Exercise
Copy the forum post below about the failing simulation runs word for word, from start to end, leaving out the material that follows it.

Page
## Begin
Print

Print


Hi Ilian,

Thanks for the help and information, I'm still having issues though. I'm
doing the testing for our user.

Yes, I did see that truncated octahedron is no longer supported. Are there
any other useful cell shapes or changes that might help?

The code modifications have improved things somewhat. I now find that I see
a number of densvar estimations as one adjusts them as recommended -
previously I would get one estimation and gol no further.

On almost every attempt (with different choices of nodes and cores) I find
once I reach one of the subsequent densvar values, the code will fail the
same way and not produce an output file. This has also occurred when using
a FAT node which has 1Tb memory (I used 27 of the 56 cores).

On two occassions I found I could get the code to run for a reasonable
time, once was 50 min before it failed. This one used our standard nodes

___________________________________________________________________
#PBS -l select=2:ncpus=8:mpiprocs=8
mpirun -np 16 -machinefile $PBS_NODEFILE $exe

It ran 808 MD steps and the standard output had"
## End
Supplied information
## Begin
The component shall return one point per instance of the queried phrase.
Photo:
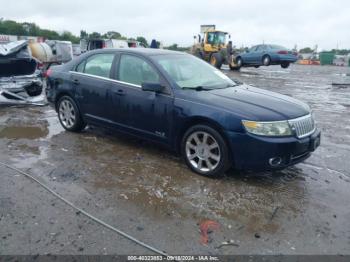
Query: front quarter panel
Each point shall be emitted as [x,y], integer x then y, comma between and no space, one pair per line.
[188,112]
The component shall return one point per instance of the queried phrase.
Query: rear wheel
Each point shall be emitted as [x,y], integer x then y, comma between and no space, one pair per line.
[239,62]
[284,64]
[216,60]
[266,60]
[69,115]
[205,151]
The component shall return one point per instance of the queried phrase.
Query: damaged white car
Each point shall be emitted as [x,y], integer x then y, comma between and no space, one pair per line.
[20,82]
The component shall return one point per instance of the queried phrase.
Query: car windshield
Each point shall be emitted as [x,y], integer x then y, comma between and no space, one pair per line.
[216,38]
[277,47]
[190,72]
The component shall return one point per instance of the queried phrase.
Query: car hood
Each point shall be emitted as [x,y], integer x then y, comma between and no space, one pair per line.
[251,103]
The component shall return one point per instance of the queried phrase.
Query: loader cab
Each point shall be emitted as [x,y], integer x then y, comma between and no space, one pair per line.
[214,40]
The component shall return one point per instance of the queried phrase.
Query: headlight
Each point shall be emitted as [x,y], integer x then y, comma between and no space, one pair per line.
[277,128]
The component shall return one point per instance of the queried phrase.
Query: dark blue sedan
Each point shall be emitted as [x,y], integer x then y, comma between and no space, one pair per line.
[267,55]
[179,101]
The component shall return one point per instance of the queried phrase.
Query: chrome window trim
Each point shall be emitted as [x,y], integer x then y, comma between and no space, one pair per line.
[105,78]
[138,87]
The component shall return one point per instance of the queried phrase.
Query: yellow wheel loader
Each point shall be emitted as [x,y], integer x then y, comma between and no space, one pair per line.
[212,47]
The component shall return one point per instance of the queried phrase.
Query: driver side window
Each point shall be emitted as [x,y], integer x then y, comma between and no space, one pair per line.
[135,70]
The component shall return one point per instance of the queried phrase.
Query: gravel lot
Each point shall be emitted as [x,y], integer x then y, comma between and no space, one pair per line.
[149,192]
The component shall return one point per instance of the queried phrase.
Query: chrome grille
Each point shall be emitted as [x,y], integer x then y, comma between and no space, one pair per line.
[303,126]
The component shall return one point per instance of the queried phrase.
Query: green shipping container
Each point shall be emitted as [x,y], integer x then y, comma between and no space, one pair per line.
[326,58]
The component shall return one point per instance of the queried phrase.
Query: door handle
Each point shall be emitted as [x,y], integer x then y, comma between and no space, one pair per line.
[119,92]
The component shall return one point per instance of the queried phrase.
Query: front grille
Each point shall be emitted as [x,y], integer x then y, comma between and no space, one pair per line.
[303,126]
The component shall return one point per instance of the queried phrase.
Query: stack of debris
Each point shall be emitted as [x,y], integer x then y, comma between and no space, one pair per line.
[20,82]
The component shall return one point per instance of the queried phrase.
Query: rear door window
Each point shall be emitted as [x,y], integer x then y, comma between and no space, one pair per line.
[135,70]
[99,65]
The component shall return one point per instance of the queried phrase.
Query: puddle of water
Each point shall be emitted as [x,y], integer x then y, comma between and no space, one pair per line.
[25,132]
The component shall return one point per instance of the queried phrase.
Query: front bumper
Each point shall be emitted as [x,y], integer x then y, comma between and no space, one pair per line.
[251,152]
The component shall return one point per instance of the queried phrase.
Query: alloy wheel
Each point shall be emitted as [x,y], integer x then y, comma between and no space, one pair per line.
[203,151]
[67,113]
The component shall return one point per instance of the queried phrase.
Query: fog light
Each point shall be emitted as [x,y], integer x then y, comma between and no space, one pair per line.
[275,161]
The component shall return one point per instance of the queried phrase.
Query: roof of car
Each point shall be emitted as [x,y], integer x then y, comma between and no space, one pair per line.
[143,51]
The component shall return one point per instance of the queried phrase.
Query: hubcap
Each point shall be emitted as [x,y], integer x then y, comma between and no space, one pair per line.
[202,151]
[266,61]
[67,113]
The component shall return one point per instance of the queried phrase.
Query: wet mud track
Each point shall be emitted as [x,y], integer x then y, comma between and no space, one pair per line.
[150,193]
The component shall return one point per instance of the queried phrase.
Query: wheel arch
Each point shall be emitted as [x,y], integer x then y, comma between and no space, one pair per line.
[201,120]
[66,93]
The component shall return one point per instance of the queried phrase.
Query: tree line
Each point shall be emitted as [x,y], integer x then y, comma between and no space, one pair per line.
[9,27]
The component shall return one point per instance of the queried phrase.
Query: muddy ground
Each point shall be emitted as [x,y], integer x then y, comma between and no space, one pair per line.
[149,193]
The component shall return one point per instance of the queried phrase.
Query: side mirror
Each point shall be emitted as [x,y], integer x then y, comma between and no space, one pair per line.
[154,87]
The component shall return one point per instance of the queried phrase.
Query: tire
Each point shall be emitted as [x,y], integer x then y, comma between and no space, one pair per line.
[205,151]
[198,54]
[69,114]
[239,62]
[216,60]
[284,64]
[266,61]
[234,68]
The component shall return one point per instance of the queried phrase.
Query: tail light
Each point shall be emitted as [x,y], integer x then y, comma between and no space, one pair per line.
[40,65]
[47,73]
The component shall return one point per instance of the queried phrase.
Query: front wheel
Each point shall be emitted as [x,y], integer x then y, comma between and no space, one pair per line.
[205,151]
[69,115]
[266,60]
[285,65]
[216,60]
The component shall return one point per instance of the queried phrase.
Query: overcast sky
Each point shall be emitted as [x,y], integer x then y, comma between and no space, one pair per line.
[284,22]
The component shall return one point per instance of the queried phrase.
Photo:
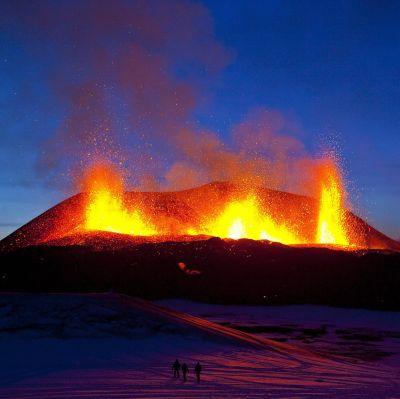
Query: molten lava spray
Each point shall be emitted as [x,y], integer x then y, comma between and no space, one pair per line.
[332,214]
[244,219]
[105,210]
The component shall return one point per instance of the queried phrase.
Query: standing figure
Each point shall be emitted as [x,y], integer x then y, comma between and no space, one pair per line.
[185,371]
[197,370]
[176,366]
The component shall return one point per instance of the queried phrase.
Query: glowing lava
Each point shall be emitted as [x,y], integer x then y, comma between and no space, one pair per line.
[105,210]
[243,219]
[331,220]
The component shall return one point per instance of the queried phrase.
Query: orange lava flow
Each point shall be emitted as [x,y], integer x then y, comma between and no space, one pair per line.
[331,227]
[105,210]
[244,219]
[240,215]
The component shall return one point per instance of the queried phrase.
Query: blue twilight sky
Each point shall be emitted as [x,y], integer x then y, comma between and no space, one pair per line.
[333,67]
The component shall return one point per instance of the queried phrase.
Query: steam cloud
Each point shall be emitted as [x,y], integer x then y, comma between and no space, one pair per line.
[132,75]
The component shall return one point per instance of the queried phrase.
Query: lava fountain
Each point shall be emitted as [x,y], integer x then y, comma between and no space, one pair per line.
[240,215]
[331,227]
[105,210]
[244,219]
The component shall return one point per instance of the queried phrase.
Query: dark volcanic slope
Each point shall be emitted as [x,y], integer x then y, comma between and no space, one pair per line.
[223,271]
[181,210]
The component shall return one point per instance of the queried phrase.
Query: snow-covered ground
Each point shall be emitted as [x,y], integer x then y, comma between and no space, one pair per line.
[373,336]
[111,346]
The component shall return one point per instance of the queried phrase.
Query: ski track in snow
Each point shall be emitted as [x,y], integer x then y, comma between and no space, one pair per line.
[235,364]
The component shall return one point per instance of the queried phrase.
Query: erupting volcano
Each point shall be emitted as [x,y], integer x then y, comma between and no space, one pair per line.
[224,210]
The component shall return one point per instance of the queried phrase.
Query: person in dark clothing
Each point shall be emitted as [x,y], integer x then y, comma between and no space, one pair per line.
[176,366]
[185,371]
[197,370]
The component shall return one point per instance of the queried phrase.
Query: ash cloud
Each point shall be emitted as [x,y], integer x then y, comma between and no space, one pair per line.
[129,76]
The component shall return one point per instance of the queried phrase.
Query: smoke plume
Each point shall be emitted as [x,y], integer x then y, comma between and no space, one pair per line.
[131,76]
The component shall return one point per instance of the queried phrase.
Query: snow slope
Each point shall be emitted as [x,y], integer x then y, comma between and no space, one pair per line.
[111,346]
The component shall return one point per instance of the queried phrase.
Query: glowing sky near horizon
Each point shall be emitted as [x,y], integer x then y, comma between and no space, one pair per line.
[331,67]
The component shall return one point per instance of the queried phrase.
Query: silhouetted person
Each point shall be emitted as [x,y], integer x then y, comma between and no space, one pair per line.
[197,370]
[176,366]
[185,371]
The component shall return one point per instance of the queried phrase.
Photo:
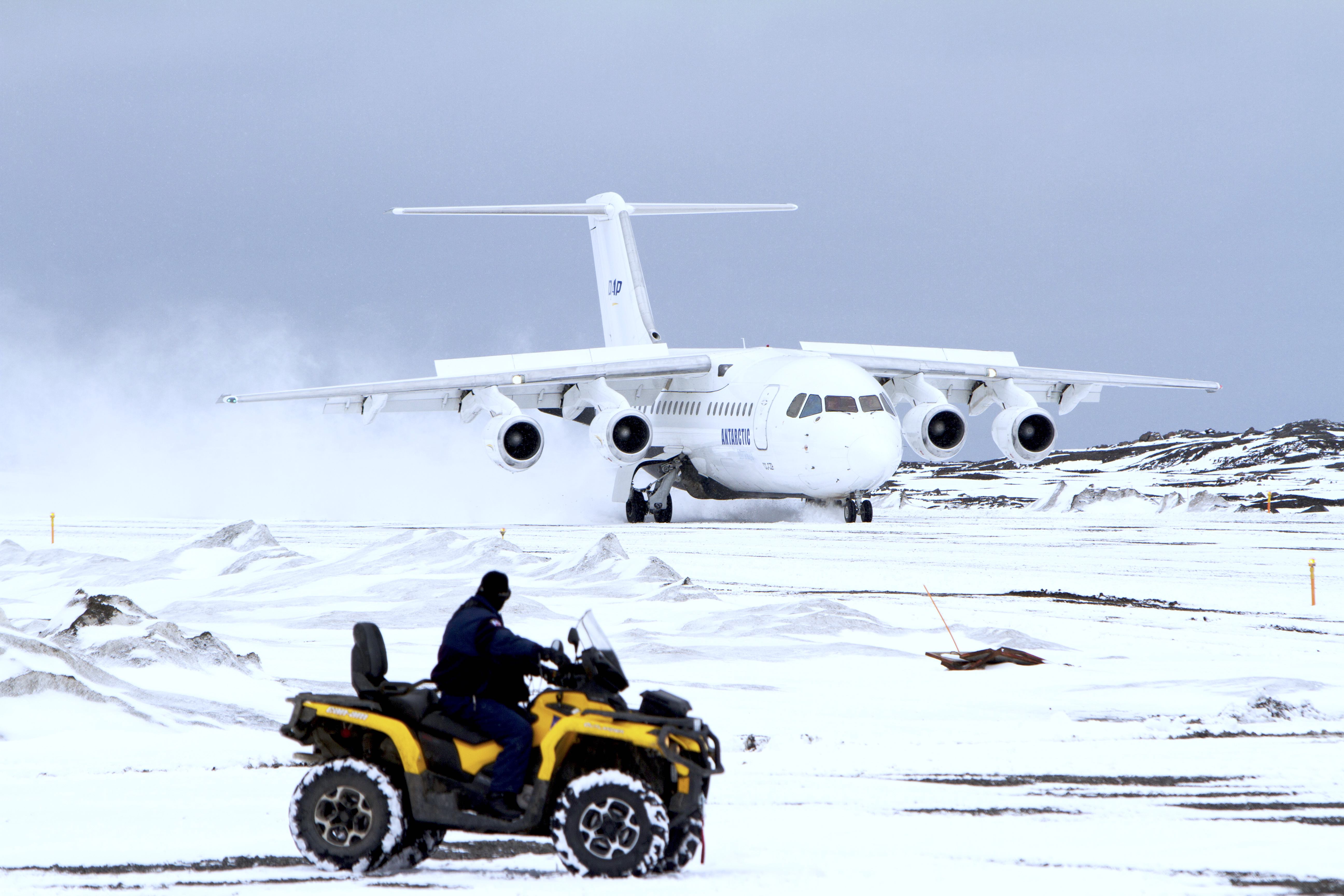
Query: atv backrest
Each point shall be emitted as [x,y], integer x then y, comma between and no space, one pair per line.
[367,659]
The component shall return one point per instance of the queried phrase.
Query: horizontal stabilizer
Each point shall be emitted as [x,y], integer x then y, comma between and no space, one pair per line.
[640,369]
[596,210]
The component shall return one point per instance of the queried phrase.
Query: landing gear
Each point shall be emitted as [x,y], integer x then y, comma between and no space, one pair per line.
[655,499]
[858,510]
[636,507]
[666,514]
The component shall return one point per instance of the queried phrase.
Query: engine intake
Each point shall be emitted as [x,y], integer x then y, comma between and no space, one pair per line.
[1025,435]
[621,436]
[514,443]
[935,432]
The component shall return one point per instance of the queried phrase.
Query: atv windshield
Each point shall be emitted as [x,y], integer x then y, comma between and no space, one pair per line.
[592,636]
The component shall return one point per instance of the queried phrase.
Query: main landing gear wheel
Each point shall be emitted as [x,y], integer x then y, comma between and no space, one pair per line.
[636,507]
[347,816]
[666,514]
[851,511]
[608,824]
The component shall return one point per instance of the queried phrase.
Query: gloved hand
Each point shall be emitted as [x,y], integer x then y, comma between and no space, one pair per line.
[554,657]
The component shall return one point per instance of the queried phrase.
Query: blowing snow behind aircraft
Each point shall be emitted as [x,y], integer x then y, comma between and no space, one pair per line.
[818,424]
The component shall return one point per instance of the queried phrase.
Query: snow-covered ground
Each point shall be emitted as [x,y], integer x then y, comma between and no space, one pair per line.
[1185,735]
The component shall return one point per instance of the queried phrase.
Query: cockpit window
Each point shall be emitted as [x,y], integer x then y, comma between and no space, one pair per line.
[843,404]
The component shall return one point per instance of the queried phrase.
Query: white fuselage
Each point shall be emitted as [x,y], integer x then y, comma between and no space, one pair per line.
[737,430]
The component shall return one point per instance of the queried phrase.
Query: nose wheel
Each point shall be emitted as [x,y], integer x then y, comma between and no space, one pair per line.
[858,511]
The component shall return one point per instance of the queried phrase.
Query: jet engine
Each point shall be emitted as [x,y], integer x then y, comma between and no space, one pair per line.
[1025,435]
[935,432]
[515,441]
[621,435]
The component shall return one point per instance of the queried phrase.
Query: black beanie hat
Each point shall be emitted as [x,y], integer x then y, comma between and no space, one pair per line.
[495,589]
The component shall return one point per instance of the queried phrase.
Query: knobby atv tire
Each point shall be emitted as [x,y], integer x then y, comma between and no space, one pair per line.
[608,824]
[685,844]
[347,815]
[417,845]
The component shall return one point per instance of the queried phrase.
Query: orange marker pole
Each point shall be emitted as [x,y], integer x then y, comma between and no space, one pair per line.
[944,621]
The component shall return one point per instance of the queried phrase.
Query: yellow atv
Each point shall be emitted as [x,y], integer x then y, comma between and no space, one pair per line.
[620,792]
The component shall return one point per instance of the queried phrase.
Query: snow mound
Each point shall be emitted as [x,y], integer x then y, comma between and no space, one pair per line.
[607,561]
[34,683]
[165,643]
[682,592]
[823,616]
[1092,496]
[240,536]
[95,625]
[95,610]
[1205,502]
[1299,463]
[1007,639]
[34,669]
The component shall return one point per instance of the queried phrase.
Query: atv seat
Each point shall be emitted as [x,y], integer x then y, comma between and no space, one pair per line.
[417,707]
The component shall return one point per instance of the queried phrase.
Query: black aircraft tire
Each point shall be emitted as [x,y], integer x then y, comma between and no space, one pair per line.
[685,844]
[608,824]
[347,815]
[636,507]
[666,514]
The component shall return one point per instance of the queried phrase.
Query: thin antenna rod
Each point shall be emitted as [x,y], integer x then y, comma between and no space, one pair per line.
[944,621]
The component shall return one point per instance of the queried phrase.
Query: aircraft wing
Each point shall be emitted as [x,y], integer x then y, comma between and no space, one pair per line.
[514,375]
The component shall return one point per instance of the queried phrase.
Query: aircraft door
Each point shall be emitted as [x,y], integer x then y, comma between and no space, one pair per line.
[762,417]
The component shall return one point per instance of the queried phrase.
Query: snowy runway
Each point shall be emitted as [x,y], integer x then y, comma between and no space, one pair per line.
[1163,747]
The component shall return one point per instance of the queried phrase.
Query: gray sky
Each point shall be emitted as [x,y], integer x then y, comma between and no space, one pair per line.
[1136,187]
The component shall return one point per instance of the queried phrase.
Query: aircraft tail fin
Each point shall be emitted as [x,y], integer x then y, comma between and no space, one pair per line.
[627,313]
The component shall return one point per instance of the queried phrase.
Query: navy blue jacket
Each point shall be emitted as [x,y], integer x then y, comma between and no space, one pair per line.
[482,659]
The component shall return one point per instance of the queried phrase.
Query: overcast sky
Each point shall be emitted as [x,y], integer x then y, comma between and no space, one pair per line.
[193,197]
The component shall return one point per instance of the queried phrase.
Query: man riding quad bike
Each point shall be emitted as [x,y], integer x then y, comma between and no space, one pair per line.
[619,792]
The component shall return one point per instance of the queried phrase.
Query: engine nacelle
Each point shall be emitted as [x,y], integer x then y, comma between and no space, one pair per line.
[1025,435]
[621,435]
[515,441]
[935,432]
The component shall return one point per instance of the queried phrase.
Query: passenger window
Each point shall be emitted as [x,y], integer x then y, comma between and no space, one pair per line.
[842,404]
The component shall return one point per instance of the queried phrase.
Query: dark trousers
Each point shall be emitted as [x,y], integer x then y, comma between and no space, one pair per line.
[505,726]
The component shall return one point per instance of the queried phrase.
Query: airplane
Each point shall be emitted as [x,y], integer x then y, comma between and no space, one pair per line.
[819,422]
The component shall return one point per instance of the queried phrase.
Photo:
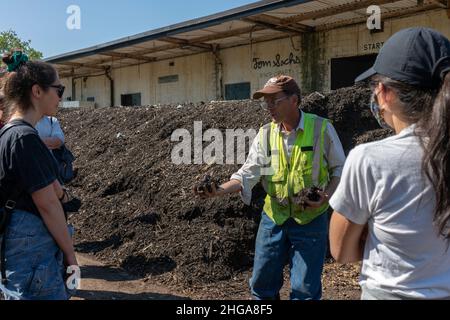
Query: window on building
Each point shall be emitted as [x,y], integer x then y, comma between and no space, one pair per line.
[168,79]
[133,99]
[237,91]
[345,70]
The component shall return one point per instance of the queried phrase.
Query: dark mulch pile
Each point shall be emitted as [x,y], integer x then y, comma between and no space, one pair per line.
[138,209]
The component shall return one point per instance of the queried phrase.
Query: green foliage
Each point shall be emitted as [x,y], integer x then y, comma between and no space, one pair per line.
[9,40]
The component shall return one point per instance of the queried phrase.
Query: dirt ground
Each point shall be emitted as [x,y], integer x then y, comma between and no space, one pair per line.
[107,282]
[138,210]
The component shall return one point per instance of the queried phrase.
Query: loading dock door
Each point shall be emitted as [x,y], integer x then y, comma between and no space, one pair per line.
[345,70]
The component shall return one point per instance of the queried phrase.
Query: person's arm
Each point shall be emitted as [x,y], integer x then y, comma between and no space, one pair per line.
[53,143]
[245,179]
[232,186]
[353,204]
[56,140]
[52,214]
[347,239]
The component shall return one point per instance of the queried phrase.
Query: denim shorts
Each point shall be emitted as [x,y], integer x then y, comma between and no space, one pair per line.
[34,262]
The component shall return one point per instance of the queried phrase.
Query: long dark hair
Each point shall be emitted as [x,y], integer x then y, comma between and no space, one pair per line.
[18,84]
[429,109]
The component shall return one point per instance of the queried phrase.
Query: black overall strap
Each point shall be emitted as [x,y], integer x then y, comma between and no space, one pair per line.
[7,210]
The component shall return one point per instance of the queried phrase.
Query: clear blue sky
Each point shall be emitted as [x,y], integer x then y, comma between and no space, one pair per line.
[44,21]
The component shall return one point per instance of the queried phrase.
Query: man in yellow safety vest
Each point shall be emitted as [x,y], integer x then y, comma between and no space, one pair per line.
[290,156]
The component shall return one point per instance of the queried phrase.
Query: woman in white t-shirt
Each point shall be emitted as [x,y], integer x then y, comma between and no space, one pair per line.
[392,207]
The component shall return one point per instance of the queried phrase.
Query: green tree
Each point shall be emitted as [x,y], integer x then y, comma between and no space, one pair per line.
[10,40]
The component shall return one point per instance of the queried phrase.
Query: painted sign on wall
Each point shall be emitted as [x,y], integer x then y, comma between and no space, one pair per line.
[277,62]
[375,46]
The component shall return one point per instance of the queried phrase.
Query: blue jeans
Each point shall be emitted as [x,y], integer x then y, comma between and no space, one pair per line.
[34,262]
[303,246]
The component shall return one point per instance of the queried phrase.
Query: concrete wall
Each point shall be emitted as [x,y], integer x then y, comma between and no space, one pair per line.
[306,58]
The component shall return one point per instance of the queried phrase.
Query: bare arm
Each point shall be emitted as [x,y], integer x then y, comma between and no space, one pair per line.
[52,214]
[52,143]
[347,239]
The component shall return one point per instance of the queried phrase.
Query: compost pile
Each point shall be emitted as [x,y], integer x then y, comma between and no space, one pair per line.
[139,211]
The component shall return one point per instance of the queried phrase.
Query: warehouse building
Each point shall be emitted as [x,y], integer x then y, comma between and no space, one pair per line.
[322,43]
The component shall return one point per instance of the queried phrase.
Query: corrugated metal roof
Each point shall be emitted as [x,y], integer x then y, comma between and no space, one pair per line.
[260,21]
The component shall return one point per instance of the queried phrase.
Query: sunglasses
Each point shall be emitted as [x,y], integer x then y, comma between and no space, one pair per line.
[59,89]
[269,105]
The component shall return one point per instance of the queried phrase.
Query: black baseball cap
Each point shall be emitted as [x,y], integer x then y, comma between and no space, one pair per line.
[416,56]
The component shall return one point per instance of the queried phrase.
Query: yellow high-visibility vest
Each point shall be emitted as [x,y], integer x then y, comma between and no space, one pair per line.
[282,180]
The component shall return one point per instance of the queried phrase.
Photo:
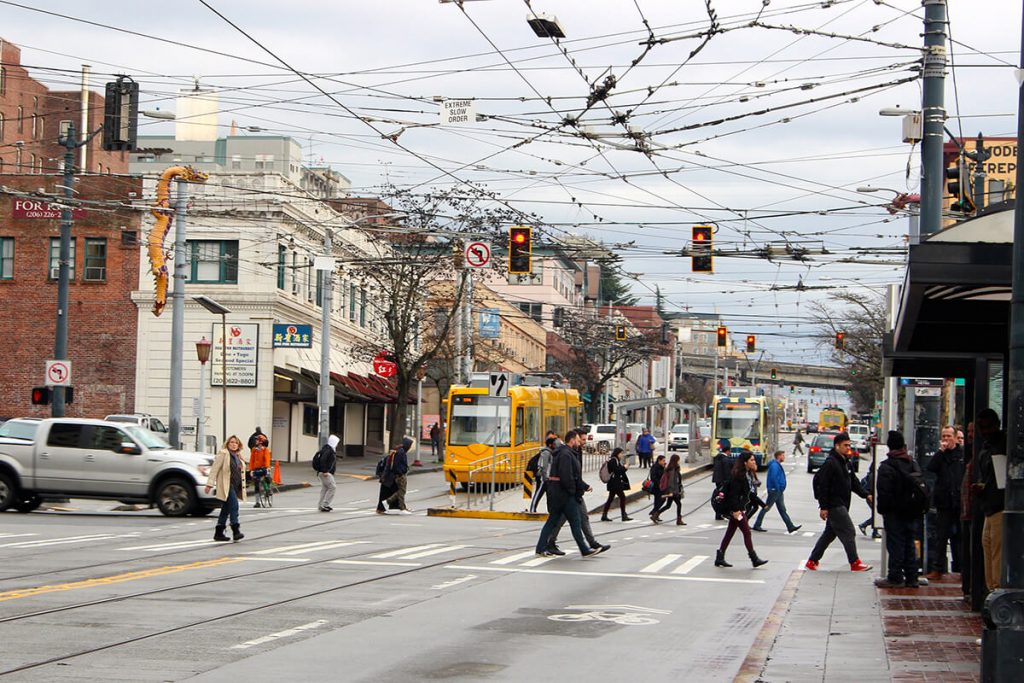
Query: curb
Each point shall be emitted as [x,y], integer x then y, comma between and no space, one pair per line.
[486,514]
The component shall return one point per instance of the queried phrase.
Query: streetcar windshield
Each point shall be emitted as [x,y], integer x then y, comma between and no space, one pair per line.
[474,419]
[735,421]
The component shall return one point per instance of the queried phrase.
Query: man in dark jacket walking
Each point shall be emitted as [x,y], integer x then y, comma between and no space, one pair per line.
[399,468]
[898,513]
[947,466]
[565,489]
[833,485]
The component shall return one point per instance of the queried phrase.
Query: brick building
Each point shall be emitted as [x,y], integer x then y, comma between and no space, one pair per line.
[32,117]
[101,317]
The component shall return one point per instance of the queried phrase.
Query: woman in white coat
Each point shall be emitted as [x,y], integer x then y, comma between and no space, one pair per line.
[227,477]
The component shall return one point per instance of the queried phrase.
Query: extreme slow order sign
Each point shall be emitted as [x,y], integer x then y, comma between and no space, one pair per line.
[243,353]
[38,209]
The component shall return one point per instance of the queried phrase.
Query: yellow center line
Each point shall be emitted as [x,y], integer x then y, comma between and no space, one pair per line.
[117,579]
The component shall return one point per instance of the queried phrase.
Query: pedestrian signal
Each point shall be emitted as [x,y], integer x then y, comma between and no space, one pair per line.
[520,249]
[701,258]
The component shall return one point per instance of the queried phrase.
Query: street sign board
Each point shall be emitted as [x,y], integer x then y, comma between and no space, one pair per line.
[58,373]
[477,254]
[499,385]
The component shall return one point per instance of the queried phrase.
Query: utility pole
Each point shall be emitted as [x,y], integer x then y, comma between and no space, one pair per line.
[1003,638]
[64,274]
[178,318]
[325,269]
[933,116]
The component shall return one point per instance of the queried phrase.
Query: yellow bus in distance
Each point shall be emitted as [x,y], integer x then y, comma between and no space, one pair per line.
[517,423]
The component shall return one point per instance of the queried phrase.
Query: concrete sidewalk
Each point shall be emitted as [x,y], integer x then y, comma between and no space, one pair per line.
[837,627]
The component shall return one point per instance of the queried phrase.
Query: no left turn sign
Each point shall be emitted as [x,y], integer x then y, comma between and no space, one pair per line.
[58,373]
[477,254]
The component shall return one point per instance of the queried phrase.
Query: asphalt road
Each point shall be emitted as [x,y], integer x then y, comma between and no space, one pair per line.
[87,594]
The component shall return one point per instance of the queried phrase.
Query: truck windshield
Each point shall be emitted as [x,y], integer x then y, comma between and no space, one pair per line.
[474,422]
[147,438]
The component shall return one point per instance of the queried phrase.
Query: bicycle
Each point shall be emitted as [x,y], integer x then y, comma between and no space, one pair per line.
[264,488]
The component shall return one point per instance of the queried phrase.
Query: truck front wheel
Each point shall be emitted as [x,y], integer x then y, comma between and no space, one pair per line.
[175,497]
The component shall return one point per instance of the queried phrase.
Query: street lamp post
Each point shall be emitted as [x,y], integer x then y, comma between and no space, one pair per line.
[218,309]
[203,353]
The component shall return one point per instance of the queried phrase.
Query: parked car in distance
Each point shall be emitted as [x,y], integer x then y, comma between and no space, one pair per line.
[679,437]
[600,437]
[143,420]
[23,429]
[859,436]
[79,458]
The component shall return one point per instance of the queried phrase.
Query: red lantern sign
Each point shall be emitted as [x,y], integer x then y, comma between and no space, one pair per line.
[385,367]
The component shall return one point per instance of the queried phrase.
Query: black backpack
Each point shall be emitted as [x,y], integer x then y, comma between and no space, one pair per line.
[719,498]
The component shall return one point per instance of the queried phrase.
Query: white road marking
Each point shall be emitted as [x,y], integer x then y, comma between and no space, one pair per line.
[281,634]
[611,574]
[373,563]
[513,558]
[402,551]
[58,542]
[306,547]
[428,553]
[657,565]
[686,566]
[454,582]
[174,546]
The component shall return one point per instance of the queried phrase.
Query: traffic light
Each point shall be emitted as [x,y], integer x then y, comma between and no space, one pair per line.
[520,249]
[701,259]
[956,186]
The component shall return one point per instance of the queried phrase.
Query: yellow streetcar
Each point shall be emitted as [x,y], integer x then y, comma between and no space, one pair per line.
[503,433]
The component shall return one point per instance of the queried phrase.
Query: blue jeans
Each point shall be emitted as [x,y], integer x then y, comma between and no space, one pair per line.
## End
Result below
Print

Print


Hi Ilian,

Thanks for the help and information, I'm still having issues though. I'm
doing the testing for our user.

Yes, I did see that truncated octahedron is no longer supported. Are there
any other useful cell shapes or changes that might help?

The code modifications have improved things somewhat. I now find that I see
a number of densvar estimations as one adjusts them as recommended -
previously I would get one estimation and gol no further.

On almost every attempt (with different choices of nodes and cores) I find
once I reach one of the subsequent densvar values, the code will fail the
same way and not produce an output file. This has also occurred when using
a FAT node which has 1Tb memory (I used 27 of the 56 cores).

On two occassions I found I could get the code to run for a reasonable
time, once was 50 min before it failed. This one used our standard nodes

___________________________________________________________________
#PBS -l select=2:ncpus=8:mpiprocs=8
mpirun -np 16 -machinefile $PBS_NODEFILE $exe

It ran 808 MD steps and the standard output had"